(Records supplied)

= = = =

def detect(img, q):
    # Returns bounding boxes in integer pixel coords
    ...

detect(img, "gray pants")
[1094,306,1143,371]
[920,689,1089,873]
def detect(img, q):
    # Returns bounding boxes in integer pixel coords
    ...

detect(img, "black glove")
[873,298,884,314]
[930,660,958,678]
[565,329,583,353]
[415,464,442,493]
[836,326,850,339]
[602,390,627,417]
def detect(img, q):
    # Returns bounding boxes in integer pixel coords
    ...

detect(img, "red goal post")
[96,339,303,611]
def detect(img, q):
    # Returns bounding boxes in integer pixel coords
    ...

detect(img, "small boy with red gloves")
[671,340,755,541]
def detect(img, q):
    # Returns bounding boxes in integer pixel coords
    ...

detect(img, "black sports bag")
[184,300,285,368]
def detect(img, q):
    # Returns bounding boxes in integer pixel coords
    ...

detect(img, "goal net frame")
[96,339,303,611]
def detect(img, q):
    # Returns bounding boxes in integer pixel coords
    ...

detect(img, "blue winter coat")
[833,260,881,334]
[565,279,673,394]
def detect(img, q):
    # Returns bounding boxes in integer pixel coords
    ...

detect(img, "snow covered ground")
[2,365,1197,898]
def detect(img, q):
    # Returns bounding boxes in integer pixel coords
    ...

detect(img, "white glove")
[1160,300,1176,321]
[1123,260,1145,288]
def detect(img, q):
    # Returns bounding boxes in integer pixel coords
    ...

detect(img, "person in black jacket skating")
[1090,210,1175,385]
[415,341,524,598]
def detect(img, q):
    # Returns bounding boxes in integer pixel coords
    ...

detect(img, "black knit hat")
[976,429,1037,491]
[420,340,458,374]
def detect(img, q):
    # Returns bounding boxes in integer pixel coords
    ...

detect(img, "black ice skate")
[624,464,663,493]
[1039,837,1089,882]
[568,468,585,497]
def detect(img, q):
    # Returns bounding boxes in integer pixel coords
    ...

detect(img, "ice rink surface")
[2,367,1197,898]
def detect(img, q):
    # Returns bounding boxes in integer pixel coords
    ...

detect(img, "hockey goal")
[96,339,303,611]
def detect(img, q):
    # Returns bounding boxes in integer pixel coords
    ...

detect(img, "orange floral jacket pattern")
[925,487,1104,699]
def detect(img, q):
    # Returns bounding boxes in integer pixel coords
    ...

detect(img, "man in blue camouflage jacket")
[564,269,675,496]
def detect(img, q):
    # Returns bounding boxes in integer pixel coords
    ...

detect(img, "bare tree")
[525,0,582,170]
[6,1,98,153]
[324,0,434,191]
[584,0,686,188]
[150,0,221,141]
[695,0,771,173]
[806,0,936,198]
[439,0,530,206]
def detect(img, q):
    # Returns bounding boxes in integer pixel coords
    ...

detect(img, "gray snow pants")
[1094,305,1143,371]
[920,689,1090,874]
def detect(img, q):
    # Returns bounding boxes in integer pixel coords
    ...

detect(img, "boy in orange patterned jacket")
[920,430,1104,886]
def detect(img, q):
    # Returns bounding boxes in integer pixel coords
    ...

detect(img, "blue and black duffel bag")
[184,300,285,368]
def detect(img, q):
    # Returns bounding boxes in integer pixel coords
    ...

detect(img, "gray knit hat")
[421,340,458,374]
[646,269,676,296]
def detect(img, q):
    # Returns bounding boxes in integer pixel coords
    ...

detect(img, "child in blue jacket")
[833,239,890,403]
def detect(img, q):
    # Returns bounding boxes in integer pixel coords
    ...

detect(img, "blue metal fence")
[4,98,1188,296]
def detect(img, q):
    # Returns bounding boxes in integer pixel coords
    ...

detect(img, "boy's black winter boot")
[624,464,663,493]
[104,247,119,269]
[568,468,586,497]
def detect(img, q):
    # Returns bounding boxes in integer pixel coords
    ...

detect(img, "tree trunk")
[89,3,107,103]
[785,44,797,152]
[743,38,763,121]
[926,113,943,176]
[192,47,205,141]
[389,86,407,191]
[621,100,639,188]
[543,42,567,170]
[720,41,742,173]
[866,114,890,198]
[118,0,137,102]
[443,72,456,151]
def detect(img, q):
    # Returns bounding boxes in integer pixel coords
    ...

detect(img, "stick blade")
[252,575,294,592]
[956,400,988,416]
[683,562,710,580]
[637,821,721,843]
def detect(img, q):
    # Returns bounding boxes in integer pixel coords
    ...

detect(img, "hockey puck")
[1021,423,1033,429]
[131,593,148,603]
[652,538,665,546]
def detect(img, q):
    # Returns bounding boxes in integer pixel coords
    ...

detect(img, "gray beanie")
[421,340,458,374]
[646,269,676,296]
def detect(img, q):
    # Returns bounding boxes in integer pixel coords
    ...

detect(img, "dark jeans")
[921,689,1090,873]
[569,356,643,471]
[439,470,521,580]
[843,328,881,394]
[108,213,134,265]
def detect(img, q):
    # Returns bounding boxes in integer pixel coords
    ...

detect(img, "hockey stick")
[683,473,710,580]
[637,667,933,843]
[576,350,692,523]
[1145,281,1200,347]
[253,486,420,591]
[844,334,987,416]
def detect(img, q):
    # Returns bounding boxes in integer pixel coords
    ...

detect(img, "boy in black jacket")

= = = =

(Exercise)
Give back the whole listing above. Keep every character the same.

(Written solution)
def detect(img, q):
    # Returns bounding boxes in integer pixel coords
    ...

detect(img, "gray pants")
[1094,306,1143,371]
[920,689,1089,873]
def detect(img, q):
    # Returns bounding boxes in integer pixel coords
    ...

detect(img, "black glove")
[873,298,884,314]
[930,660,958,678]
[565,329,583,353]
[415,464,442,493]
[836,326,850,339]
[602,390,627,417]
def detect(img, q):
    # Returns bounding boxes in integer pixel coords
    ...

detect(img, "red goal post")
[96,339,303,611]
def detect(img, q):
    # Returns bounding boxes in integer pixel coords
    ...

detect(img, "small boy with red gloves")
[671,340,755,541]
def detect(img, q):
    # Returns bounding boxes in integer pixel coords
    ...

detect(img, "black sports bag")
[184,300,285,368]
def detect(img, q):
    # Returns bounding boxes in integer pixel coords
    ...

detect(img, "goal net frame")
[96,339,303,611]
def detect(img, q):
    # Returns bounding boxes in integer pixel coords
    ...

detect(img, "blue winter coat")
[833,260,881,334]
[565,279,673,394]
def detect(img, q):
    # Returns bounding boxes in integer pixel coords
    ...

detect(img, "snow covered ground")
[2,365,1197,898]
def detect(img, q):
    # Returns bounding boxes in integer pixel coords
    ...

detect(img, "white glove")
[1160,300,1176,321]
[1123,260,1145,288]
def detect(img, q):
    # Returns bounding boxes in integer pixel coords
    ...

detect(img, "person in black jacket skating")
[1090,210,1175,385]
[415,341,524,598]
def detect(img, q):
    # Returns bounding boxes in integer pixel coords
    ...

detect(img, "black knit hat")
[976,429,1037,491]
[420,340,458,374]
def detect(img, q):
    # Returns bounding boxes in integer pixel coords
    ...

detect(img, "black ice skate")
[624,464,663,493]
[1039,837,1089,882]
[568,468,585,497]
def detect(img, q):
    # Returns bounding boxes in integer pixel coords
    ...

detect(img, "ice rink surface")
[2,367,1197,898]
def detect(img, q):
    # Returns bounding boxes in integer pixel coords
    ...

detect(img, "hockey goal")
[96,339,303,611]
def detect(img, q):
    # Returns bounding boxes in integer pixel coords
    ...

detect(img, "orange floral jacket pattern")
[925,487,1104,699]
def detect(img, q):
    # Returns bounding boxes in integer pixel coords
    ...

detect(img, "man in blue camouflage jacket")
[564,269,675,496]
def detect(img, q):
    # Returns bounding boxes in integer pixel coords
    ...

detect(img, "bare tree")
[525,0,582,170]
[6,1,98,153]
[324,0,434,191]
[584,0,686,188]
[150,0,221,141]
[695,0,771,173]
[806,0,936,198]
[439,0,530,206]
def detect(img, q):
    # Returns bounding boxes in integer pixel coords
    ...

detect(img, "gray snow pants")
[1094,305,1143,371]
[920,689,1090,874]
def detect(img, q):
    # Returns bounding boxes in integer pixel coords
    ...

detect(img, "boy in orange patterned jacket")
[920,430,1104,886]
def detect(img, q):
    # Returns bounding boxes in integer pixel coords
    ...

detect(img, "blue and black duffel bag")
[184,300,285,368]
def detect(img, q):
    # Returns bounding boxes in integer pixel coords
    ...

detect(img, "gray knit hat")
[421,340,458,374]
[646,269,676,296]
def detect(img, q):
    # Returns bounding boxes in integer pixel coords
    ...

detect(img, "child in blue jacket")
[833,239,890,403]
def detect(img, q):
    # Returns bounding boxes in integer pixel coords
    ...

detect(img, "blue metal fence")
[4,98,1188,296]
def detect(img, q):
    # Returns bounding boxes in integer pixel coords
    ...

detect(img, "boy's black winter boot")
[624,464,663,493]
[104,247,119,269]
[568,468,586,497]
def detect(img, q):
    # Returns bounding boxes in integer pixel coords
    ...

detect(img, "tree trunk")
[89,3,107,103]
[785,44,797,152]
[743,38,763,121]
[926,113,943,176]
[192,47,205,141]
[389,86,407,191]
[621,100,639,188]
[543,42,567,170]
[720,41,742,173]
[866,114,890,198]
[118,0,137,102]
[443,72,456,151]
def detect(img, q):
    # Returns bounding boxes in integer pixel coords
    ...

detect(img, "stick blade")
[252,575,294,592]
[956,400,988,416]
[683,562,710,580]
[637,821,721,843]
def detect(img, q):
    # Returns bounding boxes in integer pixel coords
    ...

detect(img, "hockey puck")
[1021,423,1033,429]
[131,593,148,603]
[652,538,665,546]
def detect(img, q):
    # Returns bounding boxes in integer pixel coords
    ...

detect(img, "gray beanie")
[421,340,458,374]
[646,269,676,296]
def detect(img, q):
    # Returns bounding boxes in integer pixel coords
    ...

detect(img, "dark jeans")
[921,689,1090,873]
[569,356,643,471]
[439,470,521,580]
[843,328,881,394]
[108,213,134,265]
def detect(img, q):
    # Returns bounding boxes in integer pixel coords
    ...

detect(img, "hockey stick")
[683,473,710,580]
[637,667,933,843]
[576,350,692,523]
[1145,281,1200,347]
[253,486,420,591]
[844,334,987,416]
def detect(img, q):
    # Returns bounding boxes in integer pixel coords
    ...

detect(img, "boy in black jacket")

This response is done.